* EXERCISE DETAILS *
Reproduce the part of the Isle of Wight mulberry article starting with "Chris Kidd, Curator" and going on through "past few years.".

*** EXTRACT ***

26th September 2025

Ventnor Botanic Garden's curator Chris Kidd is mapping the Isle of Wight's mulberries

by Peter Coles

 

200 year-old mulberry near Little Town

Chris Kidd, Curator of the spectacular Ventnor Botanic Garden in the Isle of Wight (largely his creation), has set himself another ambitious task – to map the Island’s mulberry trees. Taking up Morus Londinium’s challenge of extending its survey beyond Greater London, Chris has been regularly contributing details of mulberry trees – and their stories – that he has spotted on his travels in Britain over the past few years. 

 

This map of the Isle of Wight mulberries is probably alreadu out of date

Every now and then out of the blue I have been getting an email from Chris with details of a new find, not just on the Isle of Wight, where he has lived most of his working life, but from the Scilly Isles, Jersey… and further afield on the ‘mainland’.  He can rightly claim to have added the most southerly mulberry on Morus Londinium’s map.   

So it was with massive enthiusiasm that I took up Chris’s offer of spending a few days with him on the Isle of Wight earlier in September to see some of his best finds – and to go on the hunt for new ones.  Although the summer’s uninterrupted hot, dry weather came abruptly to an end the day after I arrived, we spent the week criss-crossing the Island, from private houses to manor houses, from a priory and a former primary school to Winterbourne, in Bonchurch, the beautiful house where Charles Dickens had written part of his 1850 autobiographical novel, David Copperfield.

The most spectacular tree we found was without doubt a sprawling black mulberry off the beaten track on a farm (see photo above), likely to be over 200 years old and once part of an orchard. It keeled over many years ago and has thown up no fewer than three new trunks from the horizontal main stem, through a process known as ‘layering’ – a way some plants propagate themselves. The owner showed us a lovely bowl he had turned on his lathe using dead mulberry wood, and a carved mossy clump topped by toadstools. He then treated us to homemade mulberry gin (and shared the recipe). We could easily have spent the whole day with him and his daughter.

*** LISTED RECORDS ***

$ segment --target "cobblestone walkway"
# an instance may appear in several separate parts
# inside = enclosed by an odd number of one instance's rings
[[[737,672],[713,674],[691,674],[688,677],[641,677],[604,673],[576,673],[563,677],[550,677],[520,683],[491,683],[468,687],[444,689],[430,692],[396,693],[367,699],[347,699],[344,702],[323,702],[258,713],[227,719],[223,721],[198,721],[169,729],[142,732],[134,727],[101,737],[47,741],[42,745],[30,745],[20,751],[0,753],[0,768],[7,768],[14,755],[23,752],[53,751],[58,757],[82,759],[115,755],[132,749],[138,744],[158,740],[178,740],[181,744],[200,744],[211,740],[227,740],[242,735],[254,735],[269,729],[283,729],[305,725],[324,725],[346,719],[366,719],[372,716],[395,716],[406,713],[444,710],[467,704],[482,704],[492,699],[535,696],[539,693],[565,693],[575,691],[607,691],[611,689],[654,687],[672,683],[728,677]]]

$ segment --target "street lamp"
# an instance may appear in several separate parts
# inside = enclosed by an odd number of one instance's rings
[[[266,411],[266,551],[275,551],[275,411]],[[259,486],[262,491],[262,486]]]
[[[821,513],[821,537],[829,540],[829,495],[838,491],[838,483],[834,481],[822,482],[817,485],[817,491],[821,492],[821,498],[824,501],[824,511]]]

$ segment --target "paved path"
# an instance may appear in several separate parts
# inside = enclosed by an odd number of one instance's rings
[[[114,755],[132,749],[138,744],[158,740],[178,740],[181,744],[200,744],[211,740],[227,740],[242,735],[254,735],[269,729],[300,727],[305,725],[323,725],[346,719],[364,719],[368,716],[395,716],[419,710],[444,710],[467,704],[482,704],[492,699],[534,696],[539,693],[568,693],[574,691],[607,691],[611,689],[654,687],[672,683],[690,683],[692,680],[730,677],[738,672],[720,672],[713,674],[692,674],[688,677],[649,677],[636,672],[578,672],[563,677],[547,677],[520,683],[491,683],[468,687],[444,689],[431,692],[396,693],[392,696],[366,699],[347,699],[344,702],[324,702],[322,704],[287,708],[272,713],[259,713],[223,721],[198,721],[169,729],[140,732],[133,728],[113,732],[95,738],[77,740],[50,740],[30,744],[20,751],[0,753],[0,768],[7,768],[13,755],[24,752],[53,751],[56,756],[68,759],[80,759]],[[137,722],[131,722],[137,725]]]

***

* ANSWER BOX *
Chris Kidd, Curator of the spectacular Ventnor Botanic Garden in the Isle of Wight (largely his creation), has set himself another ambitious task – to map the Island’s mulberry trees. Taking up Morus Londinium’s challenge of extending its survey beyond Greater London, Chris has been regularly contributing details of mulberry trees – and their stories – that he has spotted on his travels in Britain over the past few years.